Possession par un tiers

Bien que ce ne soit pas une règle établie, certains auteurs suggèrent que des tiers (c.-à-d. des personnes non représentées dans les documents) peuvent également posséder ces documents (c.-à-d. « A enregistre A pour B »).[1] En revanche, un « propriétaire » est une personne qui participe à l'enregistrement ou qui en est le créateur.[2]

On s'attend à ce que le « propriétaire » garde le contrôle des documents pour que la défense s'applique au tiers. Les facteurs à prendre en compte pour déterminer si les propriétaires conservent le contrôle comprennent :[3]

  1. le destinataire du matériel,
  2. le but ou la raison du transfert,
  3. ce que le tiers destinataire a été informé des critères du transfert,
  4. le contrôle résiduel des « propriétaires » sur le matériel à usage privé, et
  5. si le matériel à usage privé a été consulté par une personne autre que ses « propriétaires ».

◆ Matériel fourni:
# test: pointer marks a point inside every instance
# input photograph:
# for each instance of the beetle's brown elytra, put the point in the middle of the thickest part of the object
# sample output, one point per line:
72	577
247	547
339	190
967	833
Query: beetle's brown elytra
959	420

◆ Consigne: D'après l'extrait à lire, quelle personne est considérée comme un « propriétaire » ? Le matériel n'est pas utile ici.

◆ La solution: Une personne qui participe à l'enregistrement ou qui en est le créateur.